**Task description:** Please give the whole listing again exactly, without any of its pictures.
= = =
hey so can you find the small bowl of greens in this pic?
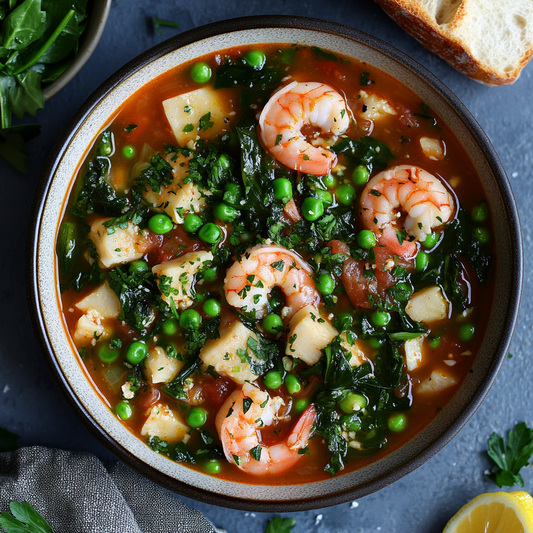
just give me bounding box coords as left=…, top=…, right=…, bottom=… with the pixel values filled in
left=0, top=0, right=111, bottom=171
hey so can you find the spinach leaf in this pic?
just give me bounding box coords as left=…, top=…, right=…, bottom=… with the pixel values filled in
left=0, top=122, right=39, bottom=171
left=162, top=356, right=202, bottom=400
left=235, top=111, right=276, bottom=232
left=331, top=136, right=395, bottom=173
left=107, top=266, right=162, bottom=336
left=1, top=0, right=45, bottom=51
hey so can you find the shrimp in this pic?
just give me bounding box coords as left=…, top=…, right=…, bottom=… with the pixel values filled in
left=224, top=243, right=320, bottom=320
left=215, top=382, right=316, bottom=476
left=360, top=165, right=454, bottom=245
left=259, top=81, right=350, bottom=176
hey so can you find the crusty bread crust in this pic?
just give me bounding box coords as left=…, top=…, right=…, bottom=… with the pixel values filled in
left=374, top=0, right=533, bottom=85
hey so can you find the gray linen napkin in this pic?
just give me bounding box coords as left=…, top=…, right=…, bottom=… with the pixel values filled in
left=0, top=446, right=219, bottom=533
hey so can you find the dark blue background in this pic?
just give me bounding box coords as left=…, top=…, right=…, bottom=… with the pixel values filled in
left=2, top=1, right=532, bottom=532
= = =
**Result:**
hey so can you find the small bowl of greens in this pic?
just give me bounding box coords as left=…, top=…, right=…, bottom=… with the pixel values filled in
left=0, top=0, right=111, bottom=171
hey so can you find the spinach leaf in this pic?
just give me bounding box coords as left=…, top=…, right=…, bottom=… with the pixel values filled in
left=0, top=122, right=39, bottom=171
left=162, top=356, right=202, bottom=400
left=235, top=111, right=276, bottom=232
left=331, top=136, right=395, bottom=173
left=107, top=266, right=162, bottom=336
left=1, top=0, right=45, bottom=51
hey so can you find the shrimp in this pic?
just give me bounding box coords as left=…, top=…, right=…, bottom=… with the pixel values filled in
left=224, top=243, right=320, bottom=320
left=215, top=382, right=316, bottom=476
left=360, top=165, right=454, bottom=245
left=259, top=81, right=350, bottom=176
hey so can you find the crusty bread crust in this pic?
just give me bounding box coords as left=…, top=…, right=…, bottom=… with the pixel values filled in
left=374, top=0, right=533, bottom=85
hey so can you find the gray linen napkin in this pic?
just give me bounding box coords as left=…, top=…, right=…, bottom=… with the pixel values filled in
left=0, top=446, right=219, bottom=533
hey so can you find the dark blue background in this pic?
just give me bounding box coords as left=…, top=…, right=…, bottom=… with the pixel values filled in
left=2, top=1, right=532, bottom=532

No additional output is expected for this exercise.